═════ Selected extract ═════
UNITED COMPANIES RECEIVES APPROVAL FOR DISCLOSURE STATEMENTS AND VOTING
SOLICITATION PROCEDURES BATON ROUGE, LA - July 13, 2000 United Companies
Financial Corporation (OTC:UCFNQ) announced that, in connection with the chapter
11 cases of United Companies and certain of its subsidiaries, which cases are
pending in the U.S. Bankruptcy Court for the District of Delaware in Wilmington,
the Bankruptcy Court approved the Debtors' Disclosure Statement; the Equity
Committee's Disclosure Statement; and solicitation procedures and form of
ballots in connection with the Debtors' Second Amended Plan of Reorganization
and the Equity Committee's Second Amended Plan of Reorganization. The Debtors
have retained an Information Agent to respond to inquiries regarding the
Debtors' Plan, the Debtors' Disclosure Statement, the Equity Committee's Plan,
the Equity Committee's Disclosure Statement and the submission of ballots. The
Information Agent can be reached at 888-559-9367. For voting purposes and
mailing of notices, June 30, 2000 shall be the Record Holder Date for the
holders of claims and interests. The voting deadline is 4:00 PM Eastern time on
August 10, 2000. A hearing to consider confirmation of the respective plans of
reorganization is scheduled to commence on August 15, 2000 at 9:30 AM.

The Debtors' Plan is based upon its previously announced sale of its whole loan
portfolio and residual and other interests and servicing rights to EMC Mortgage
Corp. The Equity Committee's Plan is based upon a continuation of the servicing
of United Companies' loan portfolios through the engagement of a sub-servicer.
Both the Debtors and the Equity Committee have reserved their rights to amend
their respective proposed plans of reorganization.

<PAGE>


On May 30, the Company announced that it and certain subsidiaries signed an
Asset Purchase Agreement and a Mortgage Loan and REO Property Purchase Agreement
for the sale of substantially all of its whole loan portfolio and REO
properties, assets related to its mortgage servicing operations and its interest
only and residual interests as of December 31, 1999, to EMC Mortgage Corporation
and EMC Mortgage Acquisition Corp., subsidiaries of The Bear Stearns Companies,
Inc., for an aggregate cash purchase price of approximately $781 million,
subject to adjustments, plus the assumption of certain liabilities. United
Companies' cash on hand and certain other assets are not included in the sale.
═════ Record extracts ═════
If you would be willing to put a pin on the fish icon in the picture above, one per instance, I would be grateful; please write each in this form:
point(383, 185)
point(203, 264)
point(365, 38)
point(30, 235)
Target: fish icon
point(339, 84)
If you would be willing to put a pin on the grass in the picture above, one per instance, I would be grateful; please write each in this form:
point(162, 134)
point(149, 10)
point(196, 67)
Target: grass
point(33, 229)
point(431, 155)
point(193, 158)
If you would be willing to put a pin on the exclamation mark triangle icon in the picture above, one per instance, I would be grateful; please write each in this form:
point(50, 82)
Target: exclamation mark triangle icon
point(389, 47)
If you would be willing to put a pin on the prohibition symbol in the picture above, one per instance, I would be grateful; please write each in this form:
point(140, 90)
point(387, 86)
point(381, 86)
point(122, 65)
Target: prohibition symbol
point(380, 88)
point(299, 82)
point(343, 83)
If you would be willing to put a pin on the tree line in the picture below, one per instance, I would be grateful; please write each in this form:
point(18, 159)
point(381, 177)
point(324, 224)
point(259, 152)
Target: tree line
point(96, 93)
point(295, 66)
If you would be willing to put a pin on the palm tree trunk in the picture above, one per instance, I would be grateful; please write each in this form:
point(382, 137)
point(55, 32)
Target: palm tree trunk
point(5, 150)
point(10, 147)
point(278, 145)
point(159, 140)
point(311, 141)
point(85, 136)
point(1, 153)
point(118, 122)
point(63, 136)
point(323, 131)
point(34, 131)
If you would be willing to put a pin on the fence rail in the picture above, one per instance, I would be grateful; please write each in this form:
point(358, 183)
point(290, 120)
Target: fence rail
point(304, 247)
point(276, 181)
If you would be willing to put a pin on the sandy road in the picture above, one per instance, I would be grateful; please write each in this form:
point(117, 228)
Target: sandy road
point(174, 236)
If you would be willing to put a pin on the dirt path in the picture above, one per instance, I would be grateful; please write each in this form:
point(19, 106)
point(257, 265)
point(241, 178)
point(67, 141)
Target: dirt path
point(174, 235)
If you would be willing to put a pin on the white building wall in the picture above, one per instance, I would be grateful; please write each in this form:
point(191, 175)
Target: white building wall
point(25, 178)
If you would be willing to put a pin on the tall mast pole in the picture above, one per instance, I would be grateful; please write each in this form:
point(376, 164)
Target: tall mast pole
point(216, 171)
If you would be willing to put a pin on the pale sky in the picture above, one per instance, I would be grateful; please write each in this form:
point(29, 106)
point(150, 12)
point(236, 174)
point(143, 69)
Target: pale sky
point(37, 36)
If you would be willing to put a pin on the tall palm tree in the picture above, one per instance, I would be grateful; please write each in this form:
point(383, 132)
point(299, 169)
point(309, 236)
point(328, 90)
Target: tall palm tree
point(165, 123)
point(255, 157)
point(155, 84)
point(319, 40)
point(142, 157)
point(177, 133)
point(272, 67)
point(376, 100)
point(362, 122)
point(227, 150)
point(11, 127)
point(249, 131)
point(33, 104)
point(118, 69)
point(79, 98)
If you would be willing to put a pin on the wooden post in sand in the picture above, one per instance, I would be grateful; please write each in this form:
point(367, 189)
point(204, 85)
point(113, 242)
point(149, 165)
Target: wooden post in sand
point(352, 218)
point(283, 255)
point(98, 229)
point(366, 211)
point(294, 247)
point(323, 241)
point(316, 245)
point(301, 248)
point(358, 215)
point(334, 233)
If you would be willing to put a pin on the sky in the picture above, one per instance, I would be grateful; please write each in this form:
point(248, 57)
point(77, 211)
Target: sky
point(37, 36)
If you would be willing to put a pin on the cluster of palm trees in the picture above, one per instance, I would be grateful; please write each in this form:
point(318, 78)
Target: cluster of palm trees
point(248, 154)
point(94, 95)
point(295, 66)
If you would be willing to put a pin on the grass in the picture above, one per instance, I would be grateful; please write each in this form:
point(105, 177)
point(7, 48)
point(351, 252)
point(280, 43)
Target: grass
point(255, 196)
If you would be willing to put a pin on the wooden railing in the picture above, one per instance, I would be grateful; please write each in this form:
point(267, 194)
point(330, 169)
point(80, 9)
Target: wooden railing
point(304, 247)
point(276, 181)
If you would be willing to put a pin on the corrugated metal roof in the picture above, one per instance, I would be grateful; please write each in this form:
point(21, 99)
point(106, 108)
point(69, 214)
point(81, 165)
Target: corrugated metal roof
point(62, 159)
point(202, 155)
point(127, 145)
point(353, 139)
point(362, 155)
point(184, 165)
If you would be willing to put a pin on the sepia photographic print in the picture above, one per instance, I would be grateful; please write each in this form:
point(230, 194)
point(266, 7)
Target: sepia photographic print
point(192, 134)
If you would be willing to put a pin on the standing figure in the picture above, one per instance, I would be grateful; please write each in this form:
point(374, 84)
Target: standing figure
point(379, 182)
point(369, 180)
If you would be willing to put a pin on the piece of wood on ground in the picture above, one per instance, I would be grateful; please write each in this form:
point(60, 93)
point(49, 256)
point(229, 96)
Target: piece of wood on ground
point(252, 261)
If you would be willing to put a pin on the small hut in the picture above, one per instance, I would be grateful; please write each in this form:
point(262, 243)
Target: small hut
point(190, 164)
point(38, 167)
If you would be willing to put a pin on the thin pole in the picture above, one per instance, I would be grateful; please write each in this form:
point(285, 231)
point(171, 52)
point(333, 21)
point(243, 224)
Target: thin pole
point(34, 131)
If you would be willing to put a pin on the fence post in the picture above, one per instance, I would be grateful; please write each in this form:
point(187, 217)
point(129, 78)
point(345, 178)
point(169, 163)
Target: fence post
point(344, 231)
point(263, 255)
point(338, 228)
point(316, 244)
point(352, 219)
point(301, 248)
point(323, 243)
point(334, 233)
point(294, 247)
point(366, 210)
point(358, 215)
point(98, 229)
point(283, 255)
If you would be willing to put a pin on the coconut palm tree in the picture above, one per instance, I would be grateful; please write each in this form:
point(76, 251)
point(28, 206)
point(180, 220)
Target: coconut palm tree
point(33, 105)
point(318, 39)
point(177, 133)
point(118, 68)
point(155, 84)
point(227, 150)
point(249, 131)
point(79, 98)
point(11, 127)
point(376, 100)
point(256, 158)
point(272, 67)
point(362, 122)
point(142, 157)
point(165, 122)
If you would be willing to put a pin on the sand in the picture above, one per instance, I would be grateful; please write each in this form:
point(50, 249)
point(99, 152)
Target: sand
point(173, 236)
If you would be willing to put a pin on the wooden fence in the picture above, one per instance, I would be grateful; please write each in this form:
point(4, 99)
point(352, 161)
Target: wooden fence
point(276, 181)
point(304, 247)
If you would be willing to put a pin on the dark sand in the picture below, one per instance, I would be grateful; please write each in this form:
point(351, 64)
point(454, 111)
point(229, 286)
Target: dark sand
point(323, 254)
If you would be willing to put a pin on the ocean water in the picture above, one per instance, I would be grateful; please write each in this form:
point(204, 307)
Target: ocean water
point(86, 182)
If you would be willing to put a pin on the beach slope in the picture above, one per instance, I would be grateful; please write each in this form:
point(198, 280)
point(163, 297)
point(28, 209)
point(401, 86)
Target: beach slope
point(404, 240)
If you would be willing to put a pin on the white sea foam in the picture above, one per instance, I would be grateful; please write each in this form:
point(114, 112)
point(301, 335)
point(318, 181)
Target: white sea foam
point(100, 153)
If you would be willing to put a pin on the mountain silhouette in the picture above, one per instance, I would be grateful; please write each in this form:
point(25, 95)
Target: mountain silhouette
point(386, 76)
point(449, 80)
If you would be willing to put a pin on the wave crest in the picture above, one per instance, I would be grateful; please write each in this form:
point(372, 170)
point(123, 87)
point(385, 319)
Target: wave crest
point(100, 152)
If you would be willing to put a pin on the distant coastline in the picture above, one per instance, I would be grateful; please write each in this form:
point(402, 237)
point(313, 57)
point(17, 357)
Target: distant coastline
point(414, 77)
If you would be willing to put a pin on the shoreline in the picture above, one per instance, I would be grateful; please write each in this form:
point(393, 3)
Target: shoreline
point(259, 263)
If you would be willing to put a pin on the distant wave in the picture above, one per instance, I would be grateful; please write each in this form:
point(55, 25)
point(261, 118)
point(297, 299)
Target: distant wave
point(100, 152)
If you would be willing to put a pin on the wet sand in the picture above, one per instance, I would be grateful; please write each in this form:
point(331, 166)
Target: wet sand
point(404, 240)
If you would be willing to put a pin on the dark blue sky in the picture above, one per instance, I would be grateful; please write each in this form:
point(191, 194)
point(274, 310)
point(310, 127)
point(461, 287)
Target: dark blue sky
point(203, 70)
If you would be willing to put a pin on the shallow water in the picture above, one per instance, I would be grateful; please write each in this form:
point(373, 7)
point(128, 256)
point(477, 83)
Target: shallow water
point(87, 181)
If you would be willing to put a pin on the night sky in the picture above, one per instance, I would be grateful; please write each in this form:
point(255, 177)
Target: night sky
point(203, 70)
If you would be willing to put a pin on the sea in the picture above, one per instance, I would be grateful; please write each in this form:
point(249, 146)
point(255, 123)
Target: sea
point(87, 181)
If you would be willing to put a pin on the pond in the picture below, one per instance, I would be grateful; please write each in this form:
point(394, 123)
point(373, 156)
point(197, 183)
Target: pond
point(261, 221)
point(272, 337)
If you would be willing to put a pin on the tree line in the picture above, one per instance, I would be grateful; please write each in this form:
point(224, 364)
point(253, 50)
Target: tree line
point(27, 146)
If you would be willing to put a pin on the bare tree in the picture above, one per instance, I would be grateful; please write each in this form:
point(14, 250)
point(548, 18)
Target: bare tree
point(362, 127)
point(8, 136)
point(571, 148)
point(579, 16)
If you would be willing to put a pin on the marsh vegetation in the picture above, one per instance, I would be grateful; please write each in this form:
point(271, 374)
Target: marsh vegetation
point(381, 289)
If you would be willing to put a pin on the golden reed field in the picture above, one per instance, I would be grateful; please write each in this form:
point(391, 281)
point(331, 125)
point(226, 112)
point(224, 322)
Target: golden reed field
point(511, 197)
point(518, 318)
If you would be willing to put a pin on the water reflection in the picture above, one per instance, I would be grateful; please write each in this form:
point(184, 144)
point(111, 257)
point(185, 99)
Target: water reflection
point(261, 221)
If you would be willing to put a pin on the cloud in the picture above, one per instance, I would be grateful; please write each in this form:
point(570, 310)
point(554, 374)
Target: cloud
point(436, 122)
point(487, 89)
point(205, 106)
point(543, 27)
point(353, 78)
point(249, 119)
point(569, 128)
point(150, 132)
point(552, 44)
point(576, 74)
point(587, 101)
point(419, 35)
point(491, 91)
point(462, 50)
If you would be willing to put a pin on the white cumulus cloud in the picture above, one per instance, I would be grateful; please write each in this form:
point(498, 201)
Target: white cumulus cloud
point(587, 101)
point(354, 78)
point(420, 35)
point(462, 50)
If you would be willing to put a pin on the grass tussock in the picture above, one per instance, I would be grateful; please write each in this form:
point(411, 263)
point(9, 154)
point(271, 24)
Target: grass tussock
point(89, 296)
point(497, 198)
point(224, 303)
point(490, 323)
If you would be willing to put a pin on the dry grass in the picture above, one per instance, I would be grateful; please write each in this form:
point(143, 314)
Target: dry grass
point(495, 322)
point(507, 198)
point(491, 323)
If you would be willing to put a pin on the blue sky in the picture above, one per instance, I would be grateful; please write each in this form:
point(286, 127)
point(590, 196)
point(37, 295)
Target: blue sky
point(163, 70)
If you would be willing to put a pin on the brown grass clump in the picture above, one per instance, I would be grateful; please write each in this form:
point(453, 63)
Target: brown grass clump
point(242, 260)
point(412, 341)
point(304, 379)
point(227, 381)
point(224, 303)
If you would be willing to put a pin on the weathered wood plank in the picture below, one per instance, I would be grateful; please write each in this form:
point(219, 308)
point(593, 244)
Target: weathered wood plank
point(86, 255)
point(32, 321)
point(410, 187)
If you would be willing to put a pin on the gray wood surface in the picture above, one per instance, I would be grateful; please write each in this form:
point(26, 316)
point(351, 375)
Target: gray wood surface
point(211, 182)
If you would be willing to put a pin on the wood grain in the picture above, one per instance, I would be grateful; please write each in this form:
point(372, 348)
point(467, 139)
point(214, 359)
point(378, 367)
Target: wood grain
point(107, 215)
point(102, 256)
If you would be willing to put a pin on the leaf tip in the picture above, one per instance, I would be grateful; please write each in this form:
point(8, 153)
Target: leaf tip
═════
Task prompt:
Can you write out the part of the United Companies bankruptcy announcement between "The Debtors' Plan" and "of a sub-servicer.", inclusive, word for word?

Complete response:
The Debtors' Plan is based upon its previously announced sale of its whole loan
portfolio and residual and other interests and servicing rights to EMC Mortgage
Corp. The Equity Committee's Plan is based upon a continuation of the servicing
of United Companies' loan portfolios through the engagement of a sub-servicer.